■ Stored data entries
--
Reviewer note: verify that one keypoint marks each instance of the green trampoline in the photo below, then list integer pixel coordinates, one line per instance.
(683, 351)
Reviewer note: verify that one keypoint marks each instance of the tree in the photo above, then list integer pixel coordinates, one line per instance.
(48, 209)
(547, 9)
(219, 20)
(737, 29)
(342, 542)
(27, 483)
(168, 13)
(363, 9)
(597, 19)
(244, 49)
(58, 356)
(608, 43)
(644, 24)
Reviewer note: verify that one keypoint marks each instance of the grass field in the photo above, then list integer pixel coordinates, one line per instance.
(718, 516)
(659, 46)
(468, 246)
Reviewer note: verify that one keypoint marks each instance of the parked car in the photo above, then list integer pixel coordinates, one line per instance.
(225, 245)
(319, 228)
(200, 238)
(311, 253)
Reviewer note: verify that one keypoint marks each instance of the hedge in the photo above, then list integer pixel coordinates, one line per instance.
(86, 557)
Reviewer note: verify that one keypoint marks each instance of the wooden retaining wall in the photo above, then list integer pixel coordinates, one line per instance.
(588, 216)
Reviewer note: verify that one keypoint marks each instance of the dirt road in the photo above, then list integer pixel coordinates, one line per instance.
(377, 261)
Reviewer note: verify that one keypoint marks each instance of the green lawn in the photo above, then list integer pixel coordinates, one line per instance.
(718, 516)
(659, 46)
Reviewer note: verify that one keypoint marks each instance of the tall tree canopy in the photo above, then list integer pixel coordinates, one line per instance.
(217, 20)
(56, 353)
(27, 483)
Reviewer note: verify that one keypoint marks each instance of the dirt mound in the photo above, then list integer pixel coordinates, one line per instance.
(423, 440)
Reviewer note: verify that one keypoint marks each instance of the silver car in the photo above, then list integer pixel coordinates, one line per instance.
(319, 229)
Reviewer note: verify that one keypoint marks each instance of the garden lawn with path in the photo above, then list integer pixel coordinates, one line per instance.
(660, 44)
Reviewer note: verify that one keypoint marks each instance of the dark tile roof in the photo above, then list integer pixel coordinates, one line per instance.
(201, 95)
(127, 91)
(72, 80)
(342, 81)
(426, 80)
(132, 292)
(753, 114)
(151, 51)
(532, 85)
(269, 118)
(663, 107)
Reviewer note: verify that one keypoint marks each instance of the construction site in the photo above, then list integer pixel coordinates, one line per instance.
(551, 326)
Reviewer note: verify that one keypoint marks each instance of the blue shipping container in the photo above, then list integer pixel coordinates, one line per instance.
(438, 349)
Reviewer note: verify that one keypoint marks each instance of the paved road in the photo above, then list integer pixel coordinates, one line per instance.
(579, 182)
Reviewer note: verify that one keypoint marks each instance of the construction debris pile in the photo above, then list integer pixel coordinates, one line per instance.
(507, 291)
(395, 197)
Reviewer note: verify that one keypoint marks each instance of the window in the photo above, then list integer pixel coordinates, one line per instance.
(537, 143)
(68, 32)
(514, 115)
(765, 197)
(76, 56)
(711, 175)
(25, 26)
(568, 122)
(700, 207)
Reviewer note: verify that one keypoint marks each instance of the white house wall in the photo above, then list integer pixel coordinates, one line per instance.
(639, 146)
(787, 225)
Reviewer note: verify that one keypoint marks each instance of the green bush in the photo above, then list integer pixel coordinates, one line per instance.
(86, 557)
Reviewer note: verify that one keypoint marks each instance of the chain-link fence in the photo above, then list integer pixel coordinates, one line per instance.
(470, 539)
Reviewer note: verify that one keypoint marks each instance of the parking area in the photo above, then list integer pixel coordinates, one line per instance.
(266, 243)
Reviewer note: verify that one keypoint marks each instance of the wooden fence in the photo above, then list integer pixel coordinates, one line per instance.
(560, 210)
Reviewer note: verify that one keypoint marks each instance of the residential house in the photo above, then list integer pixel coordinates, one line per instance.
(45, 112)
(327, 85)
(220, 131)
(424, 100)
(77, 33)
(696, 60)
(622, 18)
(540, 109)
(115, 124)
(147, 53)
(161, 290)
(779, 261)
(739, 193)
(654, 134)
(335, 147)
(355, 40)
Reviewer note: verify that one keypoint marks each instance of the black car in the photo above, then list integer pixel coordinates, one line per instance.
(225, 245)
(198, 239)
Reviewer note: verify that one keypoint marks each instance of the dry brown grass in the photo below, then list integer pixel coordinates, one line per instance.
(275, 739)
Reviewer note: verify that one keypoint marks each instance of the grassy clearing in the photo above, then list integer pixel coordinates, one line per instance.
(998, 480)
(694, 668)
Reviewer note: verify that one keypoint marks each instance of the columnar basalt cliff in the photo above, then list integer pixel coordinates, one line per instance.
--
■ Exercise requirements
The data is to be given again in full, with every line exact.

■ Task response
Reviewer note: verify that one keypoint marks each instance of the green trampoline in the photo below, then list integer pixel coordinates, one line per instance.
(683, 351)
Reviewer note: verify that one keypoint marks each instance of the tree in the photo above, then list integer pixel coordinates, one line per instance.
(48, 209)
(547, 9)
(219, 20)
(737, 29)
(342, 542)
(27, 483)
(168, 13)
(363, 9)
(597, 19)
(244, 49)
(58, 356)
(608, 43)
(644, 24)
Reviewer note: verify that one keypoint marks each instance of the grass field in the photo above, then list integer pixel coordinates, one line per instance.
(718, 516)
(659, 46)
(468, 246)
Reviewer note: verify that one keypoint marks each instance of the parked car in the photo above, then list integer pixel coordinates, one line per instance.
(225, 245)
(319, 228)
(200, 238)
(311, 253)
Reviewer note: verify that one keypoint marks each instance of the hedge in the photo above, then list integer pixel coordinates, one line per instance.
(86, 557)
Reviewer note: verify that one keypoint marks each instance of the wooden retaining wall in the photo above, then list integer pixel coordinates, one line per instance.
(588, 216)
Reviewer note: verify that one keypoint marks each instance of the dirt road in the photo above, then list integer pixel coordinates, one line per instance.
(377, 261)
Reviewer note: verify that one keypoint marks each instance of the green lawn in the photo above, then list integer pixel coordinates, one line per instance.
(718, 516)
(659, 46)
Reviewer note: verify that one keypoint marks each instance of the tall tree canopy in the photo above, then list integer pixel coordinates, one line per instance.
(217, 20)
(56, 353)
(27, 483)
Reviewer note: verify that one keypoint marks each instance of the dirt mound in the photo above, then list integer pixel coordinates, one line per instance.
(423, 440)
Reviewer note: verify that one keypoint marks each instance of the silver car in the photo above, then list integer pixel coordinates, one line per instance.
(319, 229)
Reviewer note: verify that one keypoint marks each instance of the garden lawn with path in the photo above, then list integer pixel coordinates, one line per instance.
(660, 44)
Reviewer note: verify that one keypoint marks each instance of the dark tile roof in the photo above, then list integer pixel coordinates, one line per instance.
(201, 95)
(127, 91)
(72, 80)
(342, 81)
(426, 80)
(132, 292)
(753, 114)
(151, 51)
(532, 85)
(269, 118)
(663, 107)
Reviewer note: verify that one keypoint marks each instance of the construction site in the photo above, then list integer pixel coordinates, one line per instance.
(551, 326)
Reviewer note: verify that one keypoint marks each instance of the blue shipping container in the photo above, then list integer pixel coordinates, one line per instance.
(438, 349)
Reviewer note: verify that one keypoint marks each instance of the paved road in the photo above, then list integer pixel coordinates, one line per instance.
(579, 182)
Reviewer note: verify that one keypoint marks each instance of the construction debris pile in the photo above, then list integer pixel coordinates, one line per instance.
(507, 291)
(395, 197)
Reviewer note: verify that one keypoint marks each instance of the window in the photo above, then list integer pixel coordinates, one line per instance.
(537, 143)
(68, 32)
(514, 115)
(765, 197)
(76, 56)
(711, 175)
(25, 26)
(568, 122)
(700, 207)
Reviewer note: verify that one keypoint marks each instance of the white house wall in the photo above, then list integer pixel coordinates, one line per instance.
(639, 146)
(787, 225)
Reviewer note: verify that one keypoint marks each instance of the green bush in the photo above, then list integer pixel coordinates, one line per instance.
(86, 557)
Reviewer note: verify that one keypoint marks each instance of the chain-link fence in the photo above, then list integer pixel coordinates, one line per instance.
(470, 539)
Reviewer note: verify that one keypoint marks each instance of the parking area in the photo above, then list integer pixel coordinates, one line per instance.
(266, 243)
Reviewer note: verify that one keypoint marks each instance of the wooden fence in the photo above, then list integer pixel coordinates, one line per instance.
(560, 210)
Reviewer note: verify that one keypoint marks each instance of the residential house in the photo above, then list integer pixel coordinates, one line per instance.
(45, 112)
(327, 85)
(220, 131)
(424, 100)
(77, 33)
(696, 60)
(622, 18)
(540, 109)
(115, 124)
(147, 53)
(161, 290)
(779, 261)
(739, 193)
(654, 134)
(335, 147)
(355, 40)
Reviewer note: verify that one keypoint marks each instance of the black car in the photo above, then list integer pixel coordinates, one line per instance.
(225, 245)
(198, 239)
Reviewer note: verify that one keypoint marks each instance of the dry brown grass in the photo below, then list integer pixel coordinates, one line per instance.
(275, 739)
Reviewer note: verify that one keypoint marks each instance of the grassy clearing in the photo above, then list integer pixel coordinates, one line per instance.
(998, 480)
(694, 668)
Reviewer note: verify that one keypoint marks each instance of the columnar basalt cliff in the photo above, then list integer pixel coordinates, one line per instance.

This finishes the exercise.